WHAT IS BEING ASKED: Copy the items below character for character, from the very start through the line containing "122L31 121L32 119L32", with both ends included.
::: MATERIAL FOR THE TASK :::
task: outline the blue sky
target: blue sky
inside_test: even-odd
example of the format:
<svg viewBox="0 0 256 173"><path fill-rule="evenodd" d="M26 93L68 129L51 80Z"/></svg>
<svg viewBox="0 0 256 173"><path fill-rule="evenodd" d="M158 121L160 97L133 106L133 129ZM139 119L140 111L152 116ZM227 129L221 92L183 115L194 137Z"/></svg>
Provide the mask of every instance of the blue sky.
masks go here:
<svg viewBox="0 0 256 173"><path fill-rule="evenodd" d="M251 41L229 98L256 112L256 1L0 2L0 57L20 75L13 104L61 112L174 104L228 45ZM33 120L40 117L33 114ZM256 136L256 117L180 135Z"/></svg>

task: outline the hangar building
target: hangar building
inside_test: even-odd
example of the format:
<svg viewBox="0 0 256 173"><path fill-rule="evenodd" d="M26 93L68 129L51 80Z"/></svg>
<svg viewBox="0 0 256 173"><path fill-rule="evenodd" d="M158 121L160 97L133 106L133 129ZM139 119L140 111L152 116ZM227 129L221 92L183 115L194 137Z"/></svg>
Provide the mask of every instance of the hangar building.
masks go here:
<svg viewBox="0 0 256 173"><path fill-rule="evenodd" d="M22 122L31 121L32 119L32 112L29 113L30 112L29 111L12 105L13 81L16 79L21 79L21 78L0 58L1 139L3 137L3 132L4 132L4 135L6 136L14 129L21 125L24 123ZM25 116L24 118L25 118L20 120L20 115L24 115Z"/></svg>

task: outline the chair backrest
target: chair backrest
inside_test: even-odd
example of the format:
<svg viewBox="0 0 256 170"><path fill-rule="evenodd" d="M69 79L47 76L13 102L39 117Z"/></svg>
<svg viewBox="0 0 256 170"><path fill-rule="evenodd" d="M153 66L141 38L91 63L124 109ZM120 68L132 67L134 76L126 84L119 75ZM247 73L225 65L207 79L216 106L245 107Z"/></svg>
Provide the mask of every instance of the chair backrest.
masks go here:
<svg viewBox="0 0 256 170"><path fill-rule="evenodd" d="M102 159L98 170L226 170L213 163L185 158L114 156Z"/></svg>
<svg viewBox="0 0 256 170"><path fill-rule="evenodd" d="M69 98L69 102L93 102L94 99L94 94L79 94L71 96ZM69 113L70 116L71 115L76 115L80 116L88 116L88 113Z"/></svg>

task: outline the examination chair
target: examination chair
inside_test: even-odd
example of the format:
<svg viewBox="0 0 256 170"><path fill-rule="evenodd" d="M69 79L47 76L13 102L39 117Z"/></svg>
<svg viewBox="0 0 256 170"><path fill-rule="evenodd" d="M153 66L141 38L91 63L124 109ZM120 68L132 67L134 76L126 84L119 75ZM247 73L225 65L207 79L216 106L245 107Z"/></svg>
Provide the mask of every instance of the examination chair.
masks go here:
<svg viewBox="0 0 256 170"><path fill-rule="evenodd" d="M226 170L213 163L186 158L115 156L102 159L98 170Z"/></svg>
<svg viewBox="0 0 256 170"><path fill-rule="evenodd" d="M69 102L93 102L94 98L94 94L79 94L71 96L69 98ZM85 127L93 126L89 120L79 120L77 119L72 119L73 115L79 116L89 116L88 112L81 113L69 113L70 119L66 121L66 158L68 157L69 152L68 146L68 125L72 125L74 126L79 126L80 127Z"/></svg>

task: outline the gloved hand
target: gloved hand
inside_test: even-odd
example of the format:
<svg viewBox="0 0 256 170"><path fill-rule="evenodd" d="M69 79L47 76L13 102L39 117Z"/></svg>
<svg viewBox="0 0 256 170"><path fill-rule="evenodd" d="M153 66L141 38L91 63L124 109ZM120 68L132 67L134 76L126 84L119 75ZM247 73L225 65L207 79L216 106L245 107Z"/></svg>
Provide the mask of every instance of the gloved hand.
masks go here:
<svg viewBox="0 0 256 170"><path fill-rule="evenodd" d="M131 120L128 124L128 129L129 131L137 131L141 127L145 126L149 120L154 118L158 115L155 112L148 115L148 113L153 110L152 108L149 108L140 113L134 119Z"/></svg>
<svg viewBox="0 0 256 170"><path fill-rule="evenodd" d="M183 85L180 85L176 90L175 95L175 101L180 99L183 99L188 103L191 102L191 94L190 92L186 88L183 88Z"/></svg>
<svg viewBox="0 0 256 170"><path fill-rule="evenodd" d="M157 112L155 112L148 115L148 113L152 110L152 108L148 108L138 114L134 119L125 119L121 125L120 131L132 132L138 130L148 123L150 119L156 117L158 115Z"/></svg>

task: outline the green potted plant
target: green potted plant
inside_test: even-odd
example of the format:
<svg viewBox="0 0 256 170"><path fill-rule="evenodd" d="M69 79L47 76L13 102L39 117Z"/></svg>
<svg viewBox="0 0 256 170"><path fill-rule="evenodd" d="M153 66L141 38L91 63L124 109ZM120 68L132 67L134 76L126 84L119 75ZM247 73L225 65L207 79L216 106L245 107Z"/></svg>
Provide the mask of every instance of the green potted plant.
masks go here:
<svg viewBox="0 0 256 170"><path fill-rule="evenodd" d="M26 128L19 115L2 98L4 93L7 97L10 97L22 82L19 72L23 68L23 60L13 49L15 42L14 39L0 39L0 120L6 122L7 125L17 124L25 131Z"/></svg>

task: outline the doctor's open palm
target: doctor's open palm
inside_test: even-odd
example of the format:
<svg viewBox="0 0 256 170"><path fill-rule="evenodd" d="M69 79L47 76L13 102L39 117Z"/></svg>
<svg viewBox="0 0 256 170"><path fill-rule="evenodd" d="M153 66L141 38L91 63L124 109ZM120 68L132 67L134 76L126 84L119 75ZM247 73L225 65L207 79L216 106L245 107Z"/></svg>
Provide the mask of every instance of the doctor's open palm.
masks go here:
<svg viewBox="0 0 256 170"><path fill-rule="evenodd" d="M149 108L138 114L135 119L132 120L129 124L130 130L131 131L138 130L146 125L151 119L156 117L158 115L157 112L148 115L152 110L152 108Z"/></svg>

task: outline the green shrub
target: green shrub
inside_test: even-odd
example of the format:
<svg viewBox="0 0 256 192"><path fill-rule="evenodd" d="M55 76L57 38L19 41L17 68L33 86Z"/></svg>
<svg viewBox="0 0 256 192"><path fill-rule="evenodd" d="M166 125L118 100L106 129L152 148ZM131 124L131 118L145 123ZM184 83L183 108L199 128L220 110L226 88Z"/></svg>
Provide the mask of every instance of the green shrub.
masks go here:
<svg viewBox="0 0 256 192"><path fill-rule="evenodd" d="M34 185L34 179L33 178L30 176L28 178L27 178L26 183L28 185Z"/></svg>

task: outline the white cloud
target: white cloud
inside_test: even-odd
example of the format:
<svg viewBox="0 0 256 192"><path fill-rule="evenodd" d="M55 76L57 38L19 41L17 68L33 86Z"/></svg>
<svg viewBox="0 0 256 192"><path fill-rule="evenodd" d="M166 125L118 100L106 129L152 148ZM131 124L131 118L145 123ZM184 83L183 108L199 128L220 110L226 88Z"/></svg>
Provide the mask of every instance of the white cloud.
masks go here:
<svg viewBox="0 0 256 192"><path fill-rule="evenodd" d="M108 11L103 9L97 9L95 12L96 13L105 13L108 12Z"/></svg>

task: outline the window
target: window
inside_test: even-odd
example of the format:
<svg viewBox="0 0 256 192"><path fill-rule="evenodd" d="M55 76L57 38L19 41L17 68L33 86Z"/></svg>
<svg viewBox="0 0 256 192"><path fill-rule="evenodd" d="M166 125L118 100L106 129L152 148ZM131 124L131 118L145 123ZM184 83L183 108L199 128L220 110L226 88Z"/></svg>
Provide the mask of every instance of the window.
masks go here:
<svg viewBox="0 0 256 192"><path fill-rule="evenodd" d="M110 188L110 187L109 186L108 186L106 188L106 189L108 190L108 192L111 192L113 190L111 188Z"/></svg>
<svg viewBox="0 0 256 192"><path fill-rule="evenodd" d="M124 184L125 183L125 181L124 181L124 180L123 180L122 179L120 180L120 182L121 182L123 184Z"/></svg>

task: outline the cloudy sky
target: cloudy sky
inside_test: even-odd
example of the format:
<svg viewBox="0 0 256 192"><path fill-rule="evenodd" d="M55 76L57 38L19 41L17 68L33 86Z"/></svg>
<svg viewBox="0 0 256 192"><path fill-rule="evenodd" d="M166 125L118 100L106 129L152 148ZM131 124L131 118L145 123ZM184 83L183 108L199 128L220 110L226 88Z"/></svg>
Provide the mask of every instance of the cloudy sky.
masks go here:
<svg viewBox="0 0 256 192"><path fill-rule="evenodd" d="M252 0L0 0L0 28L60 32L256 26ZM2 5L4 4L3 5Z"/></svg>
:::
ANSWER TO THIS EXERCISE:
task: outline the blue sky
target: blue sky
inside_test: even-odd
example of the format:
<svg viewBox="0 0 256 173"><path fill-rule="evenodd" d="M26 93L68 129L51 80Z"/></svg>
<svg viewBox="0 0 256 173"><path fill-rule="evenodd" d="M158 121L160 97L133 106L133 129ZM139 119L140 111L152 116ZM227 129L221 92L183 115L194 137Z"/></svg>
Provide the mask of every instance of the blue sky.
masks go here:
<svg viewBox="0 0 256 173"><path fill-rule="evenodd" d="M251 41L229 98L256 112L256 1L0 2L0 57L20 75L13 104L61 112L174 104L228 45ZM33 120L40 117L33 114ZM256 136L256 117L180 135Z"/></svg>

task: outline the hangar building
target: hangar building
inside_test: even-odd
example of the format:
<svg viewBox="0 0 256 173"><path fill-rule="evenodd" d="M26 93L68 129L51 80Z"/></svg>
<svg viewBox="0 0 256 173"><path fill-rule="evenodd" d="M158 121L160 97L133 106L133 129ZM139 119L140 111L152 116ZM227 129L221 92L183 115L194 137Z"/></svg>
Provide the mask of every instance of the hangar building.
masks go here:
<svg viewBox="0 0 256 173"><path fill-rule="evenodd" d="M22 122L31 121L32 119L32 112L29 113L30 112L29 111L12 105L13 81L16 79L21 79L21 78L0 58L1 139L3 137L3 132L4 132L4 135L6 136L14 129L21 125L24 123ZM25 116L24 118L25 118L20 120L20 115L24 115Z"/></svg>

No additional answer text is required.